Diagnostic Checking¶

Following Model Identification L16__Model Identification and Model Estimation L17__Model Estimation, the diagnostic stage is crucial to:
* Check the Goodness of Fit: Ensure the model accurately represents the underlying data structure.
* Validate Error Assumptions: Verify that the residuals (errors) satisfy the theoretical assumptions required for reliable forecasting.

1. Normality of Errors¶

We assume that errors follow a normal distribution ($e_{t} \sim \mathcal{N}(0, \sigma_{e}^{2})$). Several methods are used to verify this:

Visual Tools:
- Histogram: Plot the standardized residuals ($\frac{\hat{e}_{t}}{\sigma_{e}}$) to check for a bell-shaped curve.
- Normal Q-Q Plots: Plot theoretical quantiles (Standard Normal) against actual sample quantiles. A straight line indicates normality.
  
  Above: Normality holds true.
  
  Above: Normality does not hold.
Statistical Summaries: Using Tukey's "five-number summary," we check if the distribution matches normal parameters (Skewness $\approx 0$, Kurtosis $\approx 3$, Excess Kurtosis $\approx 0$). Note that small sample sizes may appear skewed even if drawn from a normal distribution.

Jarque-Bera (JB) Test¶

This test assesses whether the skewness ($\beta_{1}$) and excess kurtosis ($\hat{\beta}_{2} - 3$) are collectively zero.
$$JB = \dfrac{n}{6} \left[ \beta_{1}^{2} + \dfrac{(\hat{\beta}_{2}- 3)^{2}}{4}\right] \sim \chi_{2}^{2}$$
* $H_{0}$: Errors are normally distributed.
* $H_{a}$: Errors are not normally distributed.

Shapiro-Wilk Test¶

This test utilizes order statistics ($x_{(i)}$) and specific constants ($a_{i}$) to check for normality:
$$W = \dfrac{\left( \sum_{i=1}^n a_{i}x_{(i)} \right)^{2}}{\sum(x_{i}- \bar{x})^{2}}$$
* Decision Rule: Reject the null hypothesis of normality if the $W$ statistic is too small.

» **QUESTIONS TO ANSWER**
(1) Copy out the passage of the diagnostic checking notes that begins at the words "Jarque-Bera (JB) Test¶" and stops after the words "is too small.".
(2) According to the diagnostic checking notes, what does a straight line on a normal Q-Q plot indicate?
(3) Carry the diagnostic checking notes forward from their last sentence.
The point localization lines after this play no part in the work.

» **Point localization data**
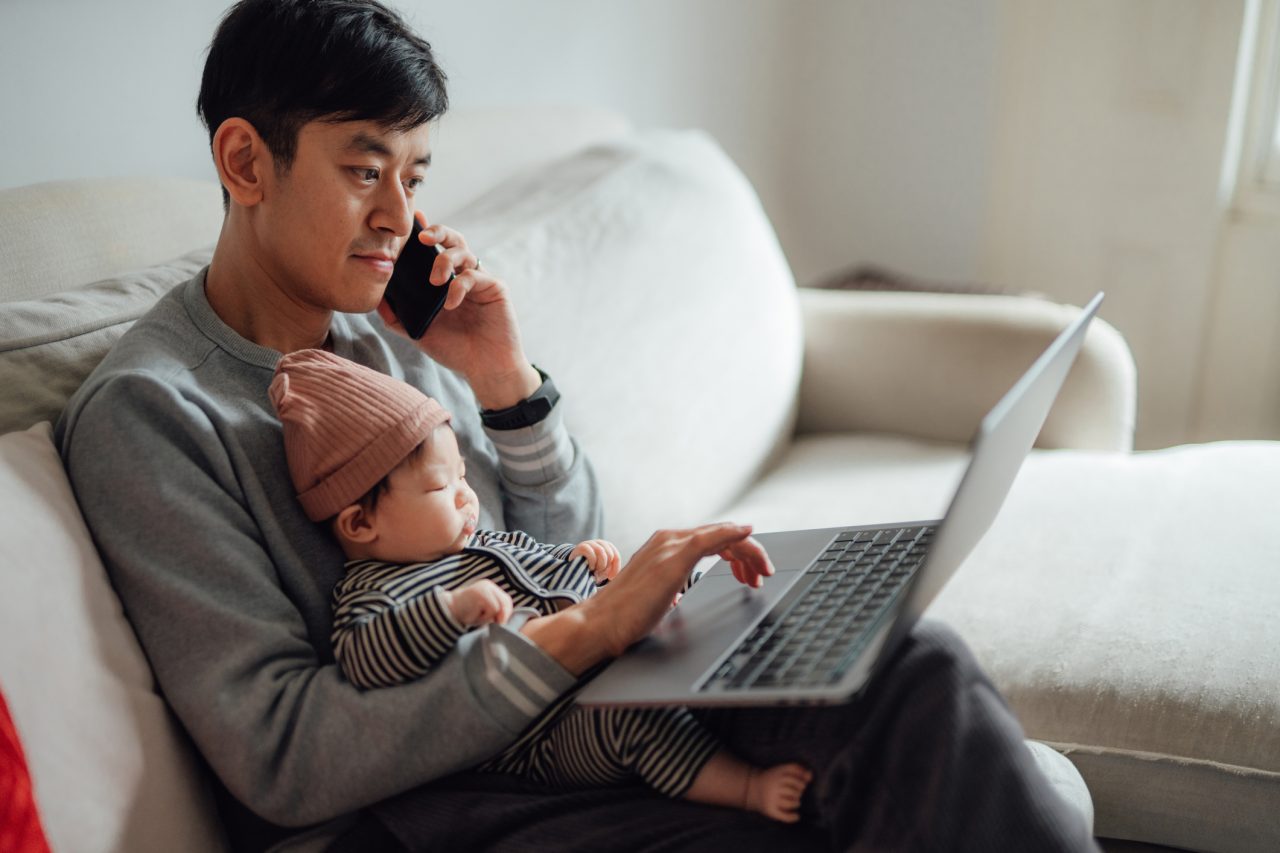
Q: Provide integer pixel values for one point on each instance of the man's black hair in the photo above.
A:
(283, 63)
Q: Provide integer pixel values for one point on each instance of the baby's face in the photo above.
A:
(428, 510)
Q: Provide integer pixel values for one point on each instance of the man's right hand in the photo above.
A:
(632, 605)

...

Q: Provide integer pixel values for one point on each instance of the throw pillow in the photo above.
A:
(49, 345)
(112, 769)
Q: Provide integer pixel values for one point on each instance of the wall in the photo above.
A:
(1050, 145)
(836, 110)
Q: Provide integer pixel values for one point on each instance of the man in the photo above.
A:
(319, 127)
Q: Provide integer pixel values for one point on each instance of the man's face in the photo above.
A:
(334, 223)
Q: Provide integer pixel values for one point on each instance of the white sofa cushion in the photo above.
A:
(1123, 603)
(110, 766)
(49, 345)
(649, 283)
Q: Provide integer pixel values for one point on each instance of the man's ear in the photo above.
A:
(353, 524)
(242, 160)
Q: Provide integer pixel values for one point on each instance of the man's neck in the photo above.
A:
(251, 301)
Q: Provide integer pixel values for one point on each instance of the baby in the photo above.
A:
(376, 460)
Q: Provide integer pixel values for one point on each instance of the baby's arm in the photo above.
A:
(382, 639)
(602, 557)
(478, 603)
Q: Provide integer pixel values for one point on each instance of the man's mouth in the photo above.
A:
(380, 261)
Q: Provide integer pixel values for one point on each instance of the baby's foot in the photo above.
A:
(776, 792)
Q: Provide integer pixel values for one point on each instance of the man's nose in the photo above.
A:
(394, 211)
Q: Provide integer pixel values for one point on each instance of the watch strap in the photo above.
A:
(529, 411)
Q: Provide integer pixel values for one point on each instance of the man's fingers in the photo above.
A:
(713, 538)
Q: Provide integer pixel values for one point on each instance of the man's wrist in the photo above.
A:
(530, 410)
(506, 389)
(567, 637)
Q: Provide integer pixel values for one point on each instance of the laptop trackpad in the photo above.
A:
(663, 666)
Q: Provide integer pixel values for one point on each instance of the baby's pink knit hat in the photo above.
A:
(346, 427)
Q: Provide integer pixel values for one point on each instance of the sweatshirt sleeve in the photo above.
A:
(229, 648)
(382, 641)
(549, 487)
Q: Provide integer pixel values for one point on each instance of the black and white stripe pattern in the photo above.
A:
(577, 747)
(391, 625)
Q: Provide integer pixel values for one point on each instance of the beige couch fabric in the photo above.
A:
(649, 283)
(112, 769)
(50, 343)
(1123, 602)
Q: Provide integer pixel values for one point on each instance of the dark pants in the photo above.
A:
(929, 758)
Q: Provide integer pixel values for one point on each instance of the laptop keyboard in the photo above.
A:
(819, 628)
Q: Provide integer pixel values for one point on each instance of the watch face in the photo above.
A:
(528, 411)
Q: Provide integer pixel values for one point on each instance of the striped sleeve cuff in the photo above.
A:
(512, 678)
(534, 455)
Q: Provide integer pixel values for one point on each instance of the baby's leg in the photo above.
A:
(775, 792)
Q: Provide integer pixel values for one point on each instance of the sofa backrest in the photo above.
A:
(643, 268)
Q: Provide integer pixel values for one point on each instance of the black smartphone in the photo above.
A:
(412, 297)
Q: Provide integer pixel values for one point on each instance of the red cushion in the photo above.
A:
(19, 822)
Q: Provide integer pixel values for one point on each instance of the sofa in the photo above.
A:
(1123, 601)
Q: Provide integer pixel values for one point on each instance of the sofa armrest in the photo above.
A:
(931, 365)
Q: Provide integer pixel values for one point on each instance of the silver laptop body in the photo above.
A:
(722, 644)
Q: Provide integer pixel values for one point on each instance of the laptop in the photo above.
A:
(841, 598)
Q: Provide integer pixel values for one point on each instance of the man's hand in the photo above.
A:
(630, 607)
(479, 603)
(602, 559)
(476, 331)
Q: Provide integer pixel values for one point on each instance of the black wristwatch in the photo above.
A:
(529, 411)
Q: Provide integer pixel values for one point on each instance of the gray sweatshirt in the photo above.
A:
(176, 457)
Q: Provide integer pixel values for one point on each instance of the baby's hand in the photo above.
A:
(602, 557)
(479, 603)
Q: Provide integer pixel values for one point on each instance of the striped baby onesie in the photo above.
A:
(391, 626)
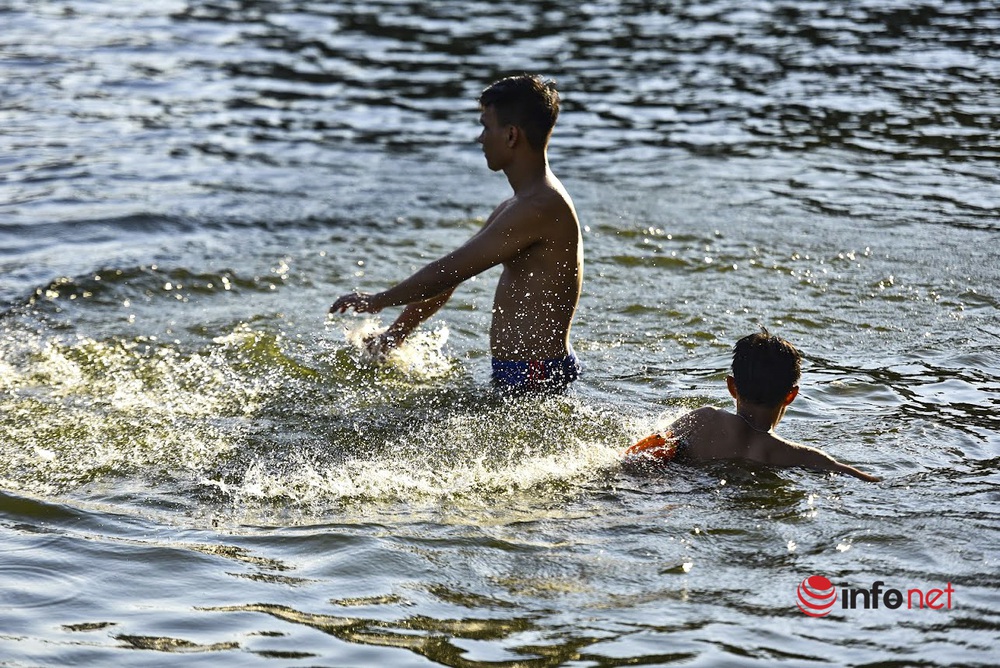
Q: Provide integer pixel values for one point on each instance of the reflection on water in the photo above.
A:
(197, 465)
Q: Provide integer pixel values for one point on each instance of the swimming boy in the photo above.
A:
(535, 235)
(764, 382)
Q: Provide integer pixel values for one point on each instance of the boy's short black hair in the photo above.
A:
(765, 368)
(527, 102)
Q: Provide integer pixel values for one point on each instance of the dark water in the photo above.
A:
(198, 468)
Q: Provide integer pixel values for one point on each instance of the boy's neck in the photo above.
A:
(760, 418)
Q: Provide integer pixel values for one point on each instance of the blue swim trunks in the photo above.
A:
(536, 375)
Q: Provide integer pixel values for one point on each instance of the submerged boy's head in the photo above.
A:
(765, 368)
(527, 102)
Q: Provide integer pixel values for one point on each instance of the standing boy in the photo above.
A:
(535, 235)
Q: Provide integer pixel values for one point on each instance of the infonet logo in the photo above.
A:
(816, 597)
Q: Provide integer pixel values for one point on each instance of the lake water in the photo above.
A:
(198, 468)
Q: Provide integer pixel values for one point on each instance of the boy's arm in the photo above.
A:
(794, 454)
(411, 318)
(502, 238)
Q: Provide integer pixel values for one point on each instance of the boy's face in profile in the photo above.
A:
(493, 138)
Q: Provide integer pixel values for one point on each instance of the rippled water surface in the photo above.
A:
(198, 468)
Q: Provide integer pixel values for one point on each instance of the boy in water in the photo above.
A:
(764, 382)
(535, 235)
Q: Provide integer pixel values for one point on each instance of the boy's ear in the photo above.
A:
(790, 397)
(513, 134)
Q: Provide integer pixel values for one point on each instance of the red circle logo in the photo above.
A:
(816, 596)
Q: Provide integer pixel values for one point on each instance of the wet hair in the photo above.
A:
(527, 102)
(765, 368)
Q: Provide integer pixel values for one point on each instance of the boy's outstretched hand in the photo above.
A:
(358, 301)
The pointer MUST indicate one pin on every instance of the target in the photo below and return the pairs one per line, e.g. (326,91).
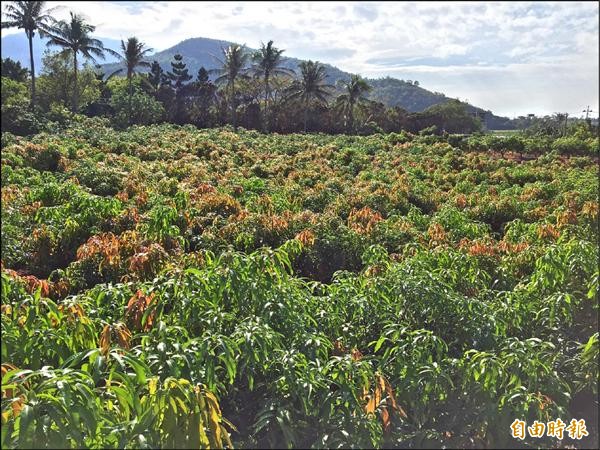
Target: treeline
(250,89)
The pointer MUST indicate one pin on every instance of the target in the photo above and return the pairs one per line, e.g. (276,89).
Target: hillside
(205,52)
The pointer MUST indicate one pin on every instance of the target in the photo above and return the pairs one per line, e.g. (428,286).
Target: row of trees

» **OUTPUTS FOR THE TASKS**
(1)
Jarque-Bera (JB) Test¶

This test assesses whether the skewness ($\beta_{1}$) and excess kurtosis ($\hat{\beta}_{2} - 3$) are collectively zero.
$$JB = \dfrac{n}{6} \left[ \beta_{1}^{2} + \dfrac{(\hat{\beta}_{2}- 3)^{2}}{4}\right] \sim \chi_{2}^{2}$$
* $H_{0}$: Errors are normally distributed.
* $H_{a}$: Errors are not normally distributed.

Shapiro-Wilk Test¶

This test utilizes order statistics ($x_{(i)}$) and specific constants ($a_{i}$) to check for normality:
$$W = \dfrac{\left( \sum_{i=1}^n a_{i}x_{(i)} \right)^{2}}{\sum(x_{i}- \bar{x})^{2}}$$
* Decision Rule: Reject the null hypothesis of normality if the $W$ statistic is too small.

(2) It indicates normality.

(3)
2. Detection of Serial Correlation¶

Serial Autocorrelation occurs when residuals are correlated with their own lagged values, suggesting that the model has not captured all the systematic information in the data.

ACF Plot of Residuals: If spikes in the ACF plot exceed confidence bands, serial correlation is present.

Above: Patterns in correlations indicate that current errors are related to past or future errors.

Box-Pierce Test¶

Used to test if a group of autocorrelations (up to lag $h$) is significantly different from zero.
* $H_{0}$: Residuals are independent (no correlation).
* Statistic: $Q_{BP} = n \sum_{k=1}^h \hat{\rho}_{k}^{2}$
* Action: If $Q_{BP} > \chi_{1-\alpha, h}^2$, reject $H_{0}$. You may need to add another lag to the AR or MA part of your model.

Ljung-Box Modified Test¶

A more robust version of the Box-Pierce test, modified in 1978 to perform better with smaller sample sizes.
$$Q_{LB} = n^{2} \sum_{k=1}^h \dfrac{\hat{\rho}_{k}^{2}}{n-k}$$
* The setup remains the same as the Box-Pierce test, but the formula accounts for the sample size ($n$) and lag ($k$) more precisely in the denominator.